▶ _WHAT YOU SHOULD DO_
Continue the passage below about Omar Bakri and the New World Order conspiracy theory, picking up after its last sentence.

▶ _GIVEN TEXT_
In the hours that followed the heartbreaking attacks on New York City and Washington, D.C., politicians and pundits offered their lists of suspects. There was Osama bin Laden, of course, and Islamic fundamentalists in general. The subject of chapter one of Them, Omar Bakri Mohammed, has often referred to himself as bin Laden's man in London. He has claimed to have sent as many as seven hundred of his British followers abroad to Jihad training camps, including bin Laden's in Afghanistan. On September 13, 2001, Omar Bakri was quoted in the London Daily Mail as saying, "When I first heard about it, there was some initial delight about such an attack. I received a phone call and said, 'Oh, wow, the United States has come under attack.' It was exciting."

Omar Bakri was subsequently arrested by the British police for making inflammatory statements, including calling for a fatwa against President Musharraf of Pakistan for supporting American action against the Taliban. As I write this, the home secretary, David Blunket, is considering prosecuting or deporting Omar Bakri.

I telephoned Omar Bakri on the evening of his arrest. I expected to find him in defiant mood. But he seemed scared.

"This is so terrible," he said. "The police say they may deport me. Why are people linking me with bin Laden? I do not know the man. I have never met him. Why do people say I am bin Laden's man in Great Britain?"

"Because you have been calling yourself bin Laden's man in Great Britain for years," I said.

"Oh Jon," said Omar. "I need you more than ever now. You know I am harmless, don't you? You know I am just a clown. You know I am laughable, don't you?"

"I don't know," I said.

"Oh Jon," said Omar. "Why don't people believe me when I tell them that I am just a harmless clown?"

For Omar Bakri, and for Osama bin Laden, the war is not between governments. It is between civilizations. They considered the financial traders who worked inside the twin towers to be the foot soldiers, conscious or otherwise, of the New World Order, an internationalist Western conspiracy conducted by a tiny, secretive elite, whose ultimate aim is to destroy all opposition, implement a planetary takeover, and establish themselves as a World Government.

All that lust for oil, said Omar Bakri, that nefarious pact between the U.S. and the Zionists, all that foreign policy, were just fragments of a greater conspiracy. So Omar Bakri and Osama bin Laden are conspiracy theorists. They are believers in a shadowy elite who meet in secret and plot the carve up of our planet. This is a book about that conspiracy theory — about the secret rulers of the world, and about those people who believe in them. Other politicians and journalists, in the immediate aftermath of the attacks, cautioned against a rush to judgement. American militias and far-right wingers, they said, had long expressed their hatred of the New World Order they imagined the workers inside the twin towers served.

▶ _SUPPLIED DATA_

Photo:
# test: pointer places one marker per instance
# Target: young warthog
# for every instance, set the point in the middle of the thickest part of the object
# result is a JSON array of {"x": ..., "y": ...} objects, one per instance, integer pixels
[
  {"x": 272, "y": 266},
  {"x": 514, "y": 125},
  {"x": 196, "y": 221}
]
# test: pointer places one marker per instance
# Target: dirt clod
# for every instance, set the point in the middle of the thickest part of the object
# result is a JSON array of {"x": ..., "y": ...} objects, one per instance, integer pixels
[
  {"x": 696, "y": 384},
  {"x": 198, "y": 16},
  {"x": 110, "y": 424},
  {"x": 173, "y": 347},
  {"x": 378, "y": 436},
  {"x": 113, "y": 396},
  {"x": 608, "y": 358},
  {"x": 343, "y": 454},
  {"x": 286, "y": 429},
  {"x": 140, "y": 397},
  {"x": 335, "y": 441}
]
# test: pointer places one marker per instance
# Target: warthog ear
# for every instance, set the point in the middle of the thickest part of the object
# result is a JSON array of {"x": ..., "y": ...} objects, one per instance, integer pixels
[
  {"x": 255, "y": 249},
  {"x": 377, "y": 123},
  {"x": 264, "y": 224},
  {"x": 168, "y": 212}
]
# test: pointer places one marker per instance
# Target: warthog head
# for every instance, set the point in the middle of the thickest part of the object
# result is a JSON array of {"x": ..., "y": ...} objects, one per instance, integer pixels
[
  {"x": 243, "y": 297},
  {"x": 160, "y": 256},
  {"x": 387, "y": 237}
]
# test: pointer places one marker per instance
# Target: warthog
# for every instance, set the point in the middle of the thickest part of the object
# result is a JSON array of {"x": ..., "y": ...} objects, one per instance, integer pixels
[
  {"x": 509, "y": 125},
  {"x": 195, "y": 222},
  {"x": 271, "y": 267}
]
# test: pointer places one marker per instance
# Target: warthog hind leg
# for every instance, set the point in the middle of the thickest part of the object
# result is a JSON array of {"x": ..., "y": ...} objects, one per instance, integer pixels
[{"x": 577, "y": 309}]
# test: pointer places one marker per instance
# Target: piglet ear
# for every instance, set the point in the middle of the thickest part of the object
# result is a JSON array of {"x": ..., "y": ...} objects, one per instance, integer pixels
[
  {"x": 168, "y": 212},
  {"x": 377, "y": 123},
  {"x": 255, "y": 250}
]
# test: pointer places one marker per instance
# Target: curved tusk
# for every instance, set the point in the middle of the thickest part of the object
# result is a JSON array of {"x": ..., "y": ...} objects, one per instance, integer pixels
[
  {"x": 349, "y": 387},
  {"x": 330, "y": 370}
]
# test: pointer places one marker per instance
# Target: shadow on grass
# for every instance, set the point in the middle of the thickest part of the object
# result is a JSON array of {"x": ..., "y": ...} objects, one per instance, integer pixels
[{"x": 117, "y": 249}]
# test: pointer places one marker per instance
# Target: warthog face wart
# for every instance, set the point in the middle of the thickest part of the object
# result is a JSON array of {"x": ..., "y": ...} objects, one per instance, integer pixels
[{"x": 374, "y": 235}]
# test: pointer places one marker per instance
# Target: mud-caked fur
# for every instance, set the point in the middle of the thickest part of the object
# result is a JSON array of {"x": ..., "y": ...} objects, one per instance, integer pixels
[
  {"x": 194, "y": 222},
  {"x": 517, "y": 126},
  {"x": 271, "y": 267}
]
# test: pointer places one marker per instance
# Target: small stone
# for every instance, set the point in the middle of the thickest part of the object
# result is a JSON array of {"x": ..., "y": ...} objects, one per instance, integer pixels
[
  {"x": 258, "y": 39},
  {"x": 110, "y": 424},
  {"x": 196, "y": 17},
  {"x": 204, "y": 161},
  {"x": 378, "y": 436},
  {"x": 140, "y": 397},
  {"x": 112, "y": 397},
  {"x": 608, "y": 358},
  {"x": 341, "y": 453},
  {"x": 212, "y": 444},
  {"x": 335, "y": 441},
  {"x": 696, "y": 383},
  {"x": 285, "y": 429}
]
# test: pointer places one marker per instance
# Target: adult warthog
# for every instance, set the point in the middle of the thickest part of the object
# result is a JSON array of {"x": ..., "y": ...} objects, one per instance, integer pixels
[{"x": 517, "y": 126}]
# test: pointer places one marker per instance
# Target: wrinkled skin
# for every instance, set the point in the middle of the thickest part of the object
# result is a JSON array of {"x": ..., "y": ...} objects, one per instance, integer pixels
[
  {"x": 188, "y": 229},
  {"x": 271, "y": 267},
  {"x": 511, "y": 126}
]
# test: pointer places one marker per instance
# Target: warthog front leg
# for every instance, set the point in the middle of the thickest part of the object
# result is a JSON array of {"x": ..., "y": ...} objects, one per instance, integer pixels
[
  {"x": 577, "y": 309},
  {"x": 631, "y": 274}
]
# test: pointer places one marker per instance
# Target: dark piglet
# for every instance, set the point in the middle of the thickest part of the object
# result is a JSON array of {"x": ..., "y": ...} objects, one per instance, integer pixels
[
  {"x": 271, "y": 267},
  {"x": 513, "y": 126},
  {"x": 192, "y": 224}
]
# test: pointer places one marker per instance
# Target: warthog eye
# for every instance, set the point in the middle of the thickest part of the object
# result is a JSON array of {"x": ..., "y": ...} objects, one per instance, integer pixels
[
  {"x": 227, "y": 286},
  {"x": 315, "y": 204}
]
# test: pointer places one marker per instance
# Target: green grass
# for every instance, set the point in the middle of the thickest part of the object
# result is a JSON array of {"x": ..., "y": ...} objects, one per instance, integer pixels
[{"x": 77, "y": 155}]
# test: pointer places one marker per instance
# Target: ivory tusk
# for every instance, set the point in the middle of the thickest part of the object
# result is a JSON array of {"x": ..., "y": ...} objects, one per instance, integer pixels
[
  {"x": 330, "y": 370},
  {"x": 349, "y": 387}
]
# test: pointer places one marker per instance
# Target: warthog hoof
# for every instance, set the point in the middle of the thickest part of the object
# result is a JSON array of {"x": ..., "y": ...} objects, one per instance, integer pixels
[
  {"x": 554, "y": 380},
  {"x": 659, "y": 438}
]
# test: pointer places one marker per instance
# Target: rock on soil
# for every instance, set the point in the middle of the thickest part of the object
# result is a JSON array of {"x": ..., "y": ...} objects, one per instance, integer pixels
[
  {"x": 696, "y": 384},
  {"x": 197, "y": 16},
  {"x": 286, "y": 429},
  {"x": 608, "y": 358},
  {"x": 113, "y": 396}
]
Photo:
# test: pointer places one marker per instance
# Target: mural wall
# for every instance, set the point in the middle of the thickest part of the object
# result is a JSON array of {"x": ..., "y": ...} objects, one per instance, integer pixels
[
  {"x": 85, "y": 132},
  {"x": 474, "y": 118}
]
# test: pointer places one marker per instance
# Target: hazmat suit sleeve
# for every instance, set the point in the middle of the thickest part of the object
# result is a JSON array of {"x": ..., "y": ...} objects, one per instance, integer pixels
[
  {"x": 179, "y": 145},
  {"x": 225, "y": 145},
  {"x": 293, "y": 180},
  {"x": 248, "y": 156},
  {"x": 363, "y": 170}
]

▶ _REPLY TO THE TASK_
In other parts of our world, different theories were offered. Many anti-New World Order conspiracy theorists, naturally, blamed the secret elite themselves. This is what they do, they said. They create chaos, and from the ashes of this chaos will rise their terrible World Government. Some conspiracy theorist gurus (like David Icke, the subject of chapter six) believe that this shadowy elite, this Illuminati, deliberately leave little esoteric clues, symbols that prove their guilt if one knows how to read them. But the best David Icke has so far come up with is the date: September 11. 911. The telephone number of the emergency services.

This book began its life as a series of profiles of extremist leaders, but it quickly became something stranger. My plan had been to spend time with those people who had been described as the political and religious monsters of the Western world — Islamic fundamentalists, neo-Nazis, etc. I wanted to join them as they went about their everyday lives. I thought that perhaps an interesting way to look at our world would be to move into theirs and stand alongside them while they glared back at us.

And this is what I did with them for a while. But then I found that they had one belief in common: that a tiny elite rules the world from inside a secret room. It is they who start the wars, I was told, elect and cast out the heads of state, control Hollywood and the markets and the flow of capital, operate a harem of underage kidnapped sex slaves, transform themselves into twelve-foot lizards when nobody is looking, and destroy the credibility of any investigator who gets too close to the truth.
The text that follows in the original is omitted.